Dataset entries
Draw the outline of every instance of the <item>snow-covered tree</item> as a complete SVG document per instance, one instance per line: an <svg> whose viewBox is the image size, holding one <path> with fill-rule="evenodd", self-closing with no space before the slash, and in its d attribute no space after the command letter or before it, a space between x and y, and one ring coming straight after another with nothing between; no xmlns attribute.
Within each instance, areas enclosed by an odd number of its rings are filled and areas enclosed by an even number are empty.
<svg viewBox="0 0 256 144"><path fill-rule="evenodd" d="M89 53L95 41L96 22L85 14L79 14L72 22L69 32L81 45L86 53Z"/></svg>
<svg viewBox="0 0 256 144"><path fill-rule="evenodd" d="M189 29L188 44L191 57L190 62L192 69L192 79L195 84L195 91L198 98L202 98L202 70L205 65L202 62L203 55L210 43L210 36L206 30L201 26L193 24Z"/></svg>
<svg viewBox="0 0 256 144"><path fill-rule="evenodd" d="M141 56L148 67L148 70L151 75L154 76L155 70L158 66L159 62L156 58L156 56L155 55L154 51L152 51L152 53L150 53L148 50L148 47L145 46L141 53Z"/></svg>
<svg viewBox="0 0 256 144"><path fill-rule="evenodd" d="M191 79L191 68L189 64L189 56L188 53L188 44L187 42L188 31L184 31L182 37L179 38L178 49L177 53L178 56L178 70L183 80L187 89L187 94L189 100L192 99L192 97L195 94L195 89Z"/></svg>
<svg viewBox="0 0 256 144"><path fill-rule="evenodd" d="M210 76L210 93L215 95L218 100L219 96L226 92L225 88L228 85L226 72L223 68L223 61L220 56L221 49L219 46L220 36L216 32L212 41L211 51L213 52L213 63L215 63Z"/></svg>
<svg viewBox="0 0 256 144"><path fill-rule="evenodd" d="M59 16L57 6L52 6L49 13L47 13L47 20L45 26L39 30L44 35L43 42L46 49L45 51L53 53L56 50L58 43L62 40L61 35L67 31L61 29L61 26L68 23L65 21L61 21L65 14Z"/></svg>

**Prompt:** Could you echo all of the records above back to me, unchanged?

**Response to the task:**
Draw the outline of every instance of the <item>snow-covered tree</item> as a complete SVG document per instance, one instance per line: an <svg> whose viewBox is the image size, holding one <path> with fill-rule="evenodd", self-closing with no space before the slash, and in its d attribute no space after the command letter or before it, a space between x and y, and one ring coming straight after another with nothing between; no xmlns attribute.
Within each instance, areas enclosed by an odd number of its rings are filled and areas enclosed by an even number are empty.
<svg viewBox="0 0 256 144"><path fill-rule="evenodd" d="M89 53L95 41L96 22L85 14L79 14L72 22L69 32L81 45L86 53Z"/></svg>
<svg viewBox="0 0 256 144"><path fill-rule="evenodd" d="M189 29L188 44L191 57L190 62L192 69L192 79L195 84L195 91L198 98L202 98L202 70L205 65L202 62L203 55L210 43L210 36L206 30L201 26L193 24Z"/></svg>
<svg viewBox="0 0 256 144"><path fill-rule="evenodd" d="M141 56L148 67L148 70L151 75L154 76L155 70L158 66L159 62L156 58L156 56L155 55L154 51L152 51L152 53L150 53L148 50L148 47L145 46L141 53Z"/></svg>
<svg viewBox="0 0 256 144"><path fill-rule="evenodd" d="M191 79L191 68L189 64L189 56L188 53L188 44L187 42L188 31L184 31L182 37L179 38L178 49L177 53L178 56L178 70L183 80L187 89L187 94L189 100L192 99L192 97L195 94L195 89Z"/></svg>
<svg viewBox="0 0 256 144"><path fill-rule="evenodd" d="M210 76L210 93L215 95L218 100L219 96L226 92L225 88L228 85L226 72L223 68L223 61L220 56L221 49L219 46L220 36L216 32L212 41L211 51L213 52L213 63L215 63Z"/></svg>
<svg viewBox="0 0 256 144"><path fill-rule="evenodd" d="M59 16L57 6L52 6L49 13L47 13L47 20L45 26L39 30L44 35L43 42L46 49L45 51L53 53L56 50L58 43L62 40L61 35L67 31L61 29L61 26L68 23L65 21L61 21L65 14Z"/></svg>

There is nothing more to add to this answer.